▶ [Page excerpt]
::::

Meteographica examples main page

Meteorographica examples: Global weathermap (20CR version)ΒΆ

Global weather map for 16 October 1987, at 6am UTC, as reconstructed by the 20CR2c reanalysis (ensemble member 1 is shown). Contours show mean-sea-level pressure, vectors 10m wind, green shading precipitation rate, and yellow dots observations assimilated.

Collect the data (observations, sea-level pressure, precipitation and 10m-wind ensembles from 20CR2c for October 1987):

import Meteorographica.data.twcr as twcr
twcr.fetch_observations(1987,version='2c')
for var in ('prmsl','prate','uwnd.10m','vwnd.10m'):
    twcr.fetch(var,1987,version='2c')

Make the figure:

# Global weather plot from 20CR2C - rotated pole
# Use Meteorographica weathermap functions
# This version uses 20CR data

import matplotlib

from matplotlib.backends.backend_agg import FigureCanvasAgg as FigureCanvas
from matplotlib.figure import Figure

import iris
import os
import numpy
import Meteorographica.data.twcr as twcr
import cartopy
import cartopy.crs as ccrs
import math
import datetime

import Meteorographica.weathermap as wm

# Specify the data to plot
year=1987
month=10
day=16
hour=6
member=1
dte=datetime.datetime(year,month,day,hour)

# set the region to plot
projection=ccrs.RotatedPole(pole_longitude=160.0,
                                pole_latitude=45.0,
                                central_rotated_longitude=-40.0)

# Define the page
extent=[-180.0,180.0,-90.0,90.0]
aspect=(extent[3]-extent[2])/(extent[1]-extent[0])
fig=Figure(figsize=(22,22*9/16),              # Width, Height (inches)
           dpi=100,
           facecolor=(0.88,0.88,0.88,1),
           edgecolor=None,
           linewidth=0.0,
           frameon=False,                # Don't draw a frame
           subplotpars=None,
           tight_layout=None)

::::

▶ [Excerpted data]
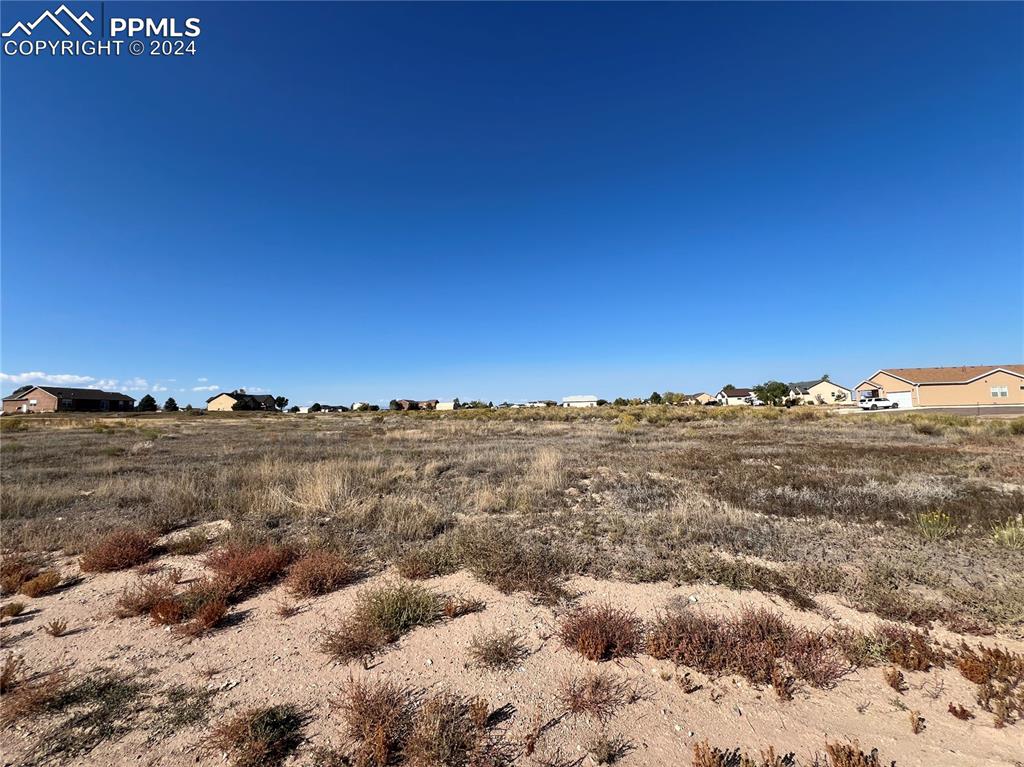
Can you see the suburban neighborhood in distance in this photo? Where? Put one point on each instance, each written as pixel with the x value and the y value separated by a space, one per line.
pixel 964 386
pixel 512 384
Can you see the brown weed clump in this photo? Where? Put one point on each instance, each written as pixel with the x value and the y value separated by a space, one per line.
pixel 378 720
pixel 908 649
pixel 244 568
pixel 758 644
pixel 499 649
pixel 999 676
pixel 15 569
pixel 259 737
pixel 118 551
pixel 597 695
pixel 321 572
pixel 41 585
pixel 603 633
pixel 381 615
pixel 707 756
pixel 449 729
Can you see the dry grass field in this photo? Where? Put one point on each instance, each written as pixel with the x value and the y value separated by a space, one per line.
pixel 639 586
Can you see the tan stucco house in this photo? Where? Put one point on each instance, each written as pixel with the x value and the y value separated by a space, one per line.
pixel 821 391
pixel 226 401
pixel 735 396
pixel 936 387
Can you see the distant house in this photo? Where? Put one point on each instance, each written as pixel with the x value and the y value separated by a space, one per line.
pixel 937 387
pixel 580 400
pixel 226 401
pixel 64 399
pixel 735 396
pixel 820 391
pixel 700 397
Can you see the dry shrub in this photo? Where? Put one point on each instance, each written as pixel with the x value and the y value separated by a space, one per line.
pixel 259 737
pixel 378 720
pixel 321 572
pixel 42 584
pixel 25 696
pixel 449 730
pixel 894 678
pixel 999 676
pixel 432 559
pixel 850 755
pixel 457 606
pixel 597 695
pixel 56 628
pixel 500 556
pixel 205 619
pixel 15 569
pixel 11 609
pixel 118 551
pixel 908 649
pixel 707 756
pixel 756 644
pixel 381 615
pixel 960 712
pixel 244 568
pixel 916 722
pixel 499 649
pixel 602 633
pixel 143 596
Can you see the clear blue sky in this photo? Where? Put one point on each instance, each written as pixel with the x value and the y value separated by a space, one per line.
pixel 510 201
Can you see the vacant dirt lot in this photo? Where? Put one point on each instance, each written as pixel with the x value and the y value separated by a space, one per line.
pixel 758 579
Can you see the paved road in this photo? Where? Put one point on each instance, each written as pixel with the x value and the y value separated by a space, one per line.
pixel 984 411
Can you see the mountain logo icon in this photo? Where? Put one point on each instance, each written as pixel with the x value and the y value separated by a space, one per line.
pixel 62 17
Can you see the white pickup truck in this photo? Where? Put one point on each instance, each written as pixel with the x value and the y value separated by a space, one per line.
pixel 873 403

::::

▶ [What you need to do]
1. List every variable name in the tuple that the loop in the weather map page goes through when fetching data.
2. Duplicate the part of the weather map page starting with "Global weather map" and going on through "twcr.fetch(var,1987,version='2c')".
The rows are separate material, unrelated to the weather map page.

▶ [Task responses]
1.
prmsl
prate
uwnd.10m
vwnd.10m

2.
Global weather map for 16 October 1987, at 6am UTC, as reconstructed by the 20CR2c reanalysis (ensemble member 1 is shown). Contours show mean-sea-level pressure, vectors 10m wind, green shading precipitation rate, and yellow dots observations assimilated.

Collect the data (observations, sea-level pressure, precipitation and 10m-wind ensembles from 20CR2c for October 1987):

import Meteorographica.data.twcr as twcr
twcr.fetch_observations(1987,version='2c')
for var in ('prmsl','prate','uwnd.10m','vwnd.10m'):
    twcr.fetch(var,1987,version='2c')